Report all lines from the entries below in which "child" appears.

──────── Stored data ────────

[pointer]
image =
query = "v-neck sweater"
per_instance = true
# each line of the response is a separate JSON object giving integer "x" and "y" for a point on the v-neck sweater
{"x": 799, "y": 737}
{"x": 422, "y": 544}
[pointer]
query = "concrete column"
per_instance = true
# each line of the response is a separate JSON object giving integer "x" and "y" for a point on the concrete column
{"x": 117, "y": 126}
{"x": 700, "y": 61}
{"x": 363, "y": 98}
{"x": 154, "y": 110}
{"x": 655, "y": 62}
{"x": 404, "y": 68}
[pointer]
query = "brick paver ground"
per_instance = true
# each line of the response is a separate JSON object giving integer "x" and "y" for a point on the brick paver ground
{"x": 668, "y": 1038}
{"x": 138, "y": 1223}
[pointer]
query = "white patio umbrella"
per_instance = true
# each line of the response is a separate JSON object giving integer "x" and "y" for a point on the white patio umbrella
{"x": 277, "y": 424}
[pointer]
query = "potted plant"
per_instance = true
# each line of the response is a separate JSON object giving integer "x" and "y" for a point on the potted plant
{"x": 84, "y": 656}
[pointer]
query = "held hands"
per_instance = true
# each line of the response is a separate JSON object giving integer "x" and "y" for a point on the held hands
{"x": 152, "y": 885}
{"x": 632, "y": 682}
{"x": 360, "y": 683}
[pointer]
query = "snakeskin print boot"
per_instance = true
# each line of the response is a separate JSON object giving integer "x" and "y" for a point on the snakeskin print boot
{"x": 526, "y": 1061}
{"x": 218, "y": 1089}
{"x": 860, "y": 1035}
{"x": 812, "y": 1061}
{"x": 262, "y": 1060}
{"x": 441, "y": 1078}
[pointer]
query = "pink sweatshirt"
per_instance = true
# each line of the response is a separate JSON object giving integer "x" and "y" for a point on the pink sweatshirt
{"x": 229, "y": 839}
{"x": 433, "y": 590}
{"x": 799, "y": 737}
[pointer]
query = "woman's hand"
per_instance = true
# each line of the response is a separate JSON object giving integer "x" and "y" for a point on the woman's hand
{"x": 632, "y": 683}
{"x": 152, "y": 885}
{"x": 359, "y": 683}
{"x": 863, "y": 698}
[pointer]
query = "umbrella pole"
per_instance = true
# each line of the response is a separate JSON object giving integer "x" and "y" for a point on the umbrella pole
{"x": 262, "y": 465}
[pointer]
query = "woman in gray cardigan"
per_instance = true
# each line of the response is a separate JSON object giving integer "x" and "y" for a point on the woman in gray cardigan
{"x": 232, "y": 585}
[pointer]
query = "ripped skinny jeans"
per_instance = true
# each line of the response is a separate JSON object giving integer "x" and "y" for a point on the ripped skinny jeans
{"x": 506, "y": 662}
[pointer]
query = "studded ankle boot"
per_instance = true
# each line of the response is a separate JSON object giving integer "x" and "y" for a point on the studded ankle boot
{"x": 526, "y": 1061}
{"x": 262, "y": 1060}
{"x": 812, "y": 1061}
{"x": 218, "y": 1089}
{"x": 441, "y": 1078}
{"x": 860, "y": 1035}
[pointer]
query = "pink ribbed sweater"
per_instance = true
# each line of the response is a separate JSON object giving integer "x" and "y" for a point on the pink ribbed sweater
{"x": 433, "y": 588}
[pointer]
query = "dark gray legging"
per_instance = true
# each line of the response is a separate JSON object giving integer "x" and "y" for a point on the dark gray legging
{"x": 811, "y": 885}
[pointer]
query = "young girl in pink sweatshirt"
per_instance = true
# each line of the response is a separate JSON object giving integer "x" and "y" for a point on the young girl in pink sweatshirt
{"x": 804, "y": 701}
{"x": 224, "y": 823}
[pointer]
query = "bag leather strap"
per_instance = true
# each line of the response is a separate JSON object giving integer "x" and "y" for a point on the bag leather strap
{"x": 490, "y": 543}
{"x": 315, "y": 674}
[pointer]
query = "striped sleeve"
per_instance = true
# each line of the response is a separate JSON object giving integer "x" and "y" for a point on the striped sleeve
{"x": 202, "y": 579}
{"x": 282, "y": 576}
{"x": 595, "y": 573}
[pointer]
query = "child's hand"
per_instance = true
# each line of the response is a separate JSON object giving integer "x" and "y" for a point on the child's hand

────────

* _Result of this exercise_:
query = "child's hand"
# each line of the response is a separate JSON object giving integer "x" and "y" for a point on the child's hand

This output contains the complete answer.